__Opdracht 1__
Verzamel uit de gegevens elke regel waarin het woord "shrub" voorkomt en neem die regels letterlijk over. Hoofdletters en kleine letters tellen mee.

__Gegeven tekst__
--- --- ---

Weesfietsenbeleid Sittard-Geleen

Geldend van 22-04-2010 t/m heden

Intitulé

Weesfietsenbeleid Sittard-Geleen

1. Inleiding

Een fietswrak is een fiets die rijtechnisch in onvoldoende staat van onderhoud en in een verwaarloosde toestand verkeert. Een weesfiets is een fiets die op openbaar terrein gestald staat en al langere tijd niet meer is gebruikt. Met name op de fietsenstallingen op de NS-stations is veel sprake van weesfietsen. In tegenstelling tot fietswrakken zijn ze niet direct opvallend of hinderlijk, blokkeren ze de doorgang niet en ontsieren het straatbeeld niet. Op het eerste gezicht zijn weesfietsen dus vaak niet eens herkenbaar. Maar, een belangrijk nadeel hebben ze wel: ze nemen stallingscapaciteit in die soms broodnodig is voor fietsen die wél gebruikt worden.

--- --- ---

__Opdracht 2__
Welk belangrijk nadeel van weesfietsen noemt de tekst over het weesfietsenbeleid?

--- --- ---

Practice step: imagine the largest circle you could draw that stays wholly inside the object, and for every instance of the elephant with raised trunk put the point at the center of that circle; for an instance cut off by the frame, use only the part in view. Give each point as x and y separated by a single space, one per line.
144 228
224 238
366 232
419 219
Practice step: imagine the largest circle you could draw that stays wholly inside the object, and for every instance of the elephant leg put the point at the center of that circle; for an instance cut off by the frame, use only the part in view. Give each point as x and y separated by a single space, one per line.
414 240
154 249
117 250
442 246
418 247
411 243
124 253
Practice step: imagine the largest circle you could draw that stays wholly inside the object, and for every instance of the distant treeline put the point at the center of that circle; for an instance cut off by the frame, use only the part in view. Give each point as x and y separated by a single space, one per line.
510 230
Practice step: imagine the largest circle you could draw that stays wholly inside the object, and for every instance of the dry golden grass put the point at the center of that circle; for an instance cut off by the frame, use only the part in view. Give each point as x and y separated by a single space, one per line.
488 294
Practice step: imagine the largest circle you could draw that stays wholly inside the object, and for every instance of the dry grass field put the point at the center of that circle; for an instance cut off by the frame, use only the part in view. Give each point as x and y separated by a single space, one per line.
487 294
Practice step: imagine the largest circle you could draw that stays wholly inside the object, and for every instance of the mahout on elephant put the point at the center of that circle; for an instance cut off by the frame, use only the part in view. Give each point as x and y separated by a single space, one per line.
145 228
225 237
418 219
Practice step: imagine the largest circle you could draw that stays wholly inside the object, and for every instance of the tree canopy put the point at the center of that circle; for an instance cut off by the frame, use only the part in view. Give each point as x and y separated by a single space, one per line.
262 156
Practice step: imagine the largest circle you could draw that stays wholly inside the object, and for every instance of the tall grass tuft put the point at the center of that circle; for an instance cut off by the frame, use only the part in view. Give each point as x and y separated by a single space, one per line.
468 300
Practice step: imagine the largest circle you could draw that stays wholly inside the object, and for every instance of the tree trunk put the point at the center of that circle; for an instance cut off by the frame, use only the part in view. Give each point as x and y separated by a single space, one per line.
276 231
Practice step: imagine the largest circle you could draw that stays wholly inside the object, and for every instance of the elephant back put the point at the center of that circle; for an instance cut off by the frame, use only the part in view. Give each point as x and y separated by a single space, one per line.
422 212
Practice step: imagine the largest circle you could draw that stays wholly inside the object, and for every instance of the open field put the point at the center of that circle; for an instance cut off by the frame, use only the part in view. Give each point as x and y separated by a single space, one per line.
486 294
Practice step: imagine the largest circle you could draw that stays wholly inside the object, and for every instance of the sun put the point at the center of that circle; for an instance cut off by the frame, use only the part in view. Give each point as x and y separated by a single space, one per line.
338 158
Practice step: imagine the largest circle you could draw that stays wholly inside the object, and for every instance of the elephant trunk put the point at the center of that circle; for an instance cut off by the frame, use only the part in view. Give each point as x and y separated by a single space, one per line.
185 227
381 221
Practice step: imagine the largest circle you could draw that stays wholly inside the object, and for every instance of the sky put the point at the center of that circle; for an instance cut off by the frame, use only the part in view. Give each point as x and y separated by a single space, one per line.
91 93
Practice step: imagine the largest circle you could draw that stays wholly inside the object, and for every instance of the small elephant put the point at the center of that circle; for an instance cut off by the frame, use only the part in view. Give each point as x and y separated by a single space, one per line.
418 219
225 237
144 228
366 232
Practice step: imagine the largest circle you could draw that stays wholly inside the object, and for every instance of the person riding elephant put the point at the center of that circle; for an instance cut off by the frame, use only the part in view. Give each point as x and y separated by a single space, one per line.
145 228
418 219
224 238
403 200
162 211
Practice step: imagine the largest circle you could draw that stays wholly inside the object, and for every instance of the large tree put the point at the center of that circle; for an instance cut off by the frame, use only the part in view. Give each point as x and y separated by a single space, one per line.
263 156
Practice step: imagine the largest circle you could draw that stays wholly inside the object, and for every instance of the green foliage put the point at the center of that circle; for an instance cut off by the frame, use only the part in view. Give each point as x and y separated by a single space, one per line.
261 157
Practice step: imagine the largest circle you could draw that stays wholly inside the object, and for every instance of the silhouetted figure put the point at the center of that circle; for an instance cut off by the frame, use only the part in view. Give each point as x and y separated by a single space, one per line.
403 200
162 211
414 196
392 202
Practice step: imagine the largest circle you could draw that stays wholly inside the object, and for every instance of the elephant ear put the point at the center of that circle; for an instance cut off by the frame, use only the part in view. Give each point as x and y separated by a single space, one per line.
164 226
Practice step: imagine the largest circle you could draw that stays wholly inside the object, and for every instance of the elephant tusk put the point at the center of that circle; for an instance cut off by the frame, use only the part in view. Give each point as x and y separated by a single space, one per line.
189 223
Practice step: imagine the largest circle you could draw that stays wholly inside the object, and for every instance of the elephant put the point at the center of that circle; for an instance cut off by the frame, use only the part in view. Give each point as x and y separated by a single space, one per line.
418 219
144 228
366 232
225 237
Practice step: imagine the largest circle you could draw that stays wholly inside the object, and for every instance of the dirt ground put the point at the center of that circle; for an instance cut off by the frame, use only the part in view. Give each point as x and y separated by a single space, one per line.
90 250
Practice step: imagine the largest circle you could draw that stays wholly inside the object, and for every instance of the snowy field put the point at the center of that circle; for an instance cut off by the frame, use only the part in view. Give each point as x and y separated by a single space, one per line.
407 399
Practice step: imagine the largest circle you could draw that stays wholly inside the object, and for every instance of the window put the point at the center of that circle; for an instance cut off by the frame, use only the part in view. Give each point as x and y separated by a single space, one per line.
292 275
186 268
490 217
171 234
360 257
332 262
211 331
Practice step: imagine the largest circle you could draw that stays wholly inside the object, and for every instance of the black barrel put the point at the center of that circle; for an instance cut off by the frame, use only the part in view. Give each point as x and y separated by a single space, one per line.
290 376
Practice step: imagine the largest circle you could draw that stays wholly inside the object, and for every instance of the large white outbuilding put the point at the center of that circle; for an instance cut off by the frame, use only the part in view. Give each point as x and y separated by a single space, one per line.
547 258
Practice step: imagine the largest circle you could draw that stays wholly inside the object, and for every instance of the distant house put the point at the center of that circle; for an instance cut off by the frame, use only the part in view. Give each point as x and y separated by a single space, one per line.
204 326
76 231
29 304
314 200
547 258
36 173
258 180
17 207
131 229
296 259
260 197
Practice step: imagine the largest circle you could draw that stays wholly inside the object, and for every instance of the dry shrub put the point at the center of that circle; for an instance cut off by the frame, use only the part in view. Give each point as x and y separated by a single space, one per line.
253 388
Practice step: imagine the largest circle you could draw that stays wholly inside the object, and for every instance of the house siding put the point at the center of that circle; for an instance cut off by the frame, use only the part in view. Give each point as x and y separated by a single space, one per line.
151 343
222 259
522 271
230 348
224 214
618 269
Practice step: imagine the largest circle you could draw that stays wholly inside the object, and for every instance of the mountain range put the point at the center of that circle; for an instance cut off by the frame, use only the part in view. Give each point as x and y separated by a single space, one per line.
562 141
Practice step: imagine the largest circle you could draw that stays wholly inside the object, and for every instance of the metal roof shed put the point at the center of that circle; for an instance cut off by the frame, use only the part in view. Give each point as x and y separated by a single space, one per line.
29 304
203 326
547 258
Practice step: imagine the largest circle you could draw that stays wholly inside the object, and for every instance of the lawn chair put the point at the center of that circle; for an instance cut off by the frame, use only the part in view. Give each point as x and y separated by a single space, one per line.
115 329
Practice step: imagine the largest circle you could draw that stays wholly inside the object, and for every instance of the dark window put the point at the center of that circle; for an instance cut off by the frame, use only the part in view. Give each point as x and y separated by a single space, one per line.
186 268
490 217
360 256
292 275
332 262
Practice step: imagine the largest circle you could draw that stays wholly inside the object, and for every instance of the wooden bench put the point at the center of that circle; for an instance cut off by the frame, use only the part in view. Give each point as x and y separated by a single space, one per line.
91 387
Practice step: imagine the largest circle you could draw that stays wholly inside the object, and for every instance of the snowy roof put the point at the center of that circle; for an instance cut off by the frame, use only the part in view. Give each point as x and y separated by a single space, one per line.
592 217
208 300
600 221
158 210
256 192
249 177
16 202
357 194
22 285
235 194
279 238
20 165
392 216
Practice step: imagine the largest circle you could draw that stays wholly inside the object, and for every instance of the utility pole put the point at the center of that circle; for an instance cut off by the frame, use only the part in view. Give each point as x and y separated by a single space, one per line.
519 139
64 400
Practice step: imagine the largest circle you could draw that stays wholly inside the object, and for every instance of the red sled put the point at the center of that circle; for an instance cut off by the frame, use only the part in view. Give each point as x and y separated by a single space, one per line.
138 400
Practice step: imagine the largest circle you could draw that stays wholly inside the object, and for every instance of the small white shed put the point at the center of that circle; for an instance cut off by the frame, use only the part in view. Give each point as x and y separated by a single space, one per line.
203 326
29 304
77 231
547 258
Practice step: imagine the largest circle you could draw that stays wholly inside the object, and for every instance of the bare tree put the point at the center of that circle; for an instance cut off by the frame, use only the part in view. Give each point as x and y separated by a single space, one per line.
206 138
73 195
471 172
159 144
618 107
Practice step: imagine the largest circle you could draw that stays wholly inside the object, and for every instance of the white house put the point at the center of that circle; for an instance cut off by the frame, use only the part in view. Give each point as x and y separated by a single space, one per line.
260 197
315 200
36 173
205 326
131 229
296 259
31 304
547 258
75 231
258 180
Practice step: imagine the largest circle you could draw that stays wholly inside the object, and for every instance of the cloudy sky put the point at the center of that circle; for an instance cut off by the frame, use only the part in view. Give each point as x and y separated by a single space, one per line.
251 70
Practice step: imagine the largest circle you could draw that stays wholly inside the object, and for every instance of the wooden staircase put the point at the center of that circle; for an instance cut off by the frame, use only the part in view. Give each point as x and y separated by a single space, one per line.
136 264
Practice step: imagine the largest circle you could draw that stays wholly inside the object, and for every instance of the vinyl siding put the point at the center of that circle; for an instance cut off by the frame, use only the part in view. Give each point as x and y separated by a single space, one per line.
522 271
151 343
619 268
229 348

--- --- ---

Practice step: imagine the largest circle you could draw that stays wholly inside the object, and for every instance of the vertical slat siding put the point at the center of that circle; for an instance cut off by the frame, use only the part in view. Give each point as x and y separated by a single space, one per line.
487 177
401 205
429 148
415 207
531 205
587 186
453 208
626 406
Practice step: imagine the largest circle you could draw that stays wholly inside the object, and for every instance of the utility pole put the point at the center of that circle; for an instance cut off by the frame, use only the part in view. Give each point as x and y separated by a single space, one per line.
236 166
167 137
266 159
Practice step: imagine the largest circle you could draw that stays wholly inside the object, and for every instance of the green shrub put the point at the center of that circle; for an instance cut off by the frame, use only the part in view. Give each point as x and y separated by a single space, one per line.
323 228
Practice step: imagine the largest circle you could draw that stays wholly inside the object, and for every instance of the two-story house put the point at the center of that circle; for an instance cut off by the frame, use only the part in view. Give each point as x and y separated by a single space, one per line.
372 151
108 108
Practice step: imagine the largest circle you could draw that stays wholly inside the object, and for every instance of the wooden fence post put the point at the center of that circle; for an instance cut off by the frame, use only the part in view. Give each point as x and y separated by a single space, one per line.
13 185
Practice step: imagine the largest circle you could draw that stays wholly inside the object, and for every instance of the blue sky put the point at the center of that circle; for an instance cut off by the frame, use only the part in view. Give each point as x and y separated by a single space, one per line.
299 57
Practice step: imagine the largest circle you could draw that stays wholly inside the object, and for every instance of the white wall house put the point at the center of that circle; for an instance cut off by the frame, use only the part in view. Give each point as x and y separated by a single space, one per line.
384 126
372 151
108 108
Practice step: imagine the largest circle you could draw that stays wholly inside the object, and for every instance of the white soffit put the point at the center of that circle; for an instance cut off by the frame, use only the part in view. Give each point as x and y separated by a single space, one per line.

--- --- ---

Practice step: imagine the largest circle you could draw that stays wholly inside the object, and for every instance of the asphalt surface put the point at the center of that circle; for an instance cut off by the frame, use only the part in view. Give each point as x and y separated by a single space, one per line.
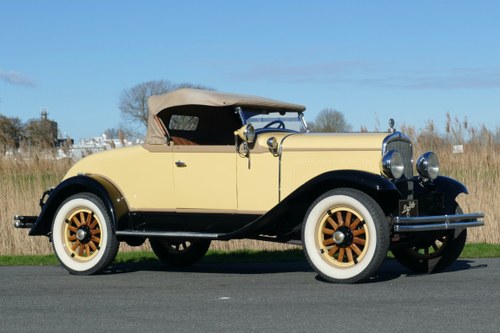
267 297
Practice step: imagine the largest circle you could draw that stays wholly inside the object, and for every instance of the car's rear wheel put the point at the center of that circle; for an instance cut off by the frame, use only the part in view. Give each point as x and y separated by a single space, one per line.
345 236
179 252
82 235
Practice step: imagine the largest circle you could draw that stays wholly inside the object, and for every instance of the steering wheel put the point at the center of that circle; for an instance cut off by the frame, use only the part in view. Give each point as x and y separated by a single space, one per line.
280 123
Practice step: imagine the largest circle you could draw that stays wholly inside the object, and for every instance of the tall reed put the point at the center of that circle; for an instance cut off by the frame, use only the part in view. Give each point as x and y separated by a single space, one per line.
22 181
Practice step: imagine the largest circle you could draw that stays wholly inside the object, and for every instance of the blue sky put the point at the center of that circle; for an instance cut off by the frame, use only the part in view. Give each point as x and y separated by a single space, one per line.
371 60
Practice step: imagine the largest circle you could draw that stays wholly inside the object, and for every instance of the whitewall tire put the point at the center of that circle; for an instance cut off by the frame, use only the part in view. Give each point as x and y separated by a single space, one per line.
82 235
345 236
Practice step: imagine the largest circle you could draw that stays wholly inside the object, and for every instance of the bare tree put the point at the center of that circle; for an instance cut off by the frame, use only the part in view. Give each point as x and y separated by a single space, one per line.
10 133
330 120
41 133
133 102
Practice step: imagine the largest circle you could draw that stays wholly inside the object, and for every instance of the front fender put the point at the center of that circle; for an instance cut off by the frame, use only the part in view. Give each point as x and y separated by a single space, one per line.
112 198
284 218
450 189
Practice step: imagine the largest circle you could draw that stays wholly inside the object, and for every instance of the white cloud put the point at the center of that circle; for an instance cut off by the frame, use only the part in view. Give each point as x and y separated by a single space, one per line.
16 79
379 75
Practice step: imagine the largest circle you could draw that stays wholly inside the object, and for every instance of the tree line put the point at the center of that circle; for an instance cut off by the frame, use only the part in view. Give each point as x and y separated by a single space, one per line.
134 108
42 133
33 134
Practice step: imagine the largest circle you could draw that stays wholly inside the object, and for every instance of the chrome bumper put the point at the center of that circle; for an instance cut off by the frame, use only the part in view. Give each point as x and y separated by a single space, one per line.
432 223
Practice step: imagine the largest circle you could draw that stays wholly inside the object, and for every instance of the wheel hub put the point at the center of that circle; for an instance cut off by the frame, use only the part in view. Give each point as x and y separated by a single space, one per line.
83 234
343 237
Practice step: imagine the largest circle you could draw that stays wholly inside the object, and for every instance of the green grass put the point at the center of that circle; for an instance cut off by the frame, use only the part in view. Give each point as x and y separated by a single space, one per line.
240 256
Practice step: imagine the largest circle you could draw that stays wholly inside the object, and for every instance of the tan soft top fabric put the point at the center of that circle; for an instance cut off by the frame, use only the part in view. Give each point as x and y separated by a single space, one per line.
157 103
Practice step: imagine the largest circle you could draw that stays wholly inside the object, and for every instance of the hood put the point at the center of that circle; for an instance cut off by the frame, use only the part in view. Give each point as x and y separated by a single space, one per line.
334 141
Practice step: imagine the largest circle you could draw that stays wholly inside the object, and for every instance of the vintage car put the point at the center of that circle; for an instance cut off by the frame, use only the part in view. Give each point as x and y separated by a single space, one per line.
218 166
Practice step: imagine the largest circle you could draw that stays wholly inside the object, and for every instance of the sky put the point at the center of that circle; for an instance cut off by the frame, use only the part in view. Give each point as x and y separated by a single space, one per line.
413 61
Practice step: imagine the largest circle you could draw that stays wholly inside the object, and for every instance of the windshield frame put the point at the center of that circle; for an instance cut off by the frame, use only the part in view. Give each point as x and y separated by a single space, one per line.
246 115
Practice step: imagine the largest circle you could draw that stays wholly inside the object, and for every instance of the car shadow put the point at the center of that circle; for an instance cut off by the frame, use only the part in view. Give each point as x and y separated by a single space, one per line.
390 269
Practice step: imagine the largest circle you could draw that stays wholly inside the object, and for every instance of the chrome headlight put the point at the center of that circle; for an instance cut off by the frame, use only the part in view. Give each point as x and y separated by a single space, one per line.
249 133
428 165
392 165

--- --- ---

__Volledige uitwerking 1__
Practice step: imagine the largest circle you could draw that stays wholly inside the object, and for every instance of the dry shrub put the point at the center of that circle; for an instance cut off by the frame, use only the part in view. Give each point as x and y separated by a single space, one per line.
Practice step: imagine the largest circle you could draw that stays wholly inside the object, and for every instance of the green shrub put the point at the center of that circle; for an instance cut off by the frame, use only the part in view. Give each point as x and y separated by a single space, one per line.

__Volledige uitwerking 2__
Ze nemen stallingscapaciteit in die soms broodnodig is voor fietsen die wél gebruikt worden.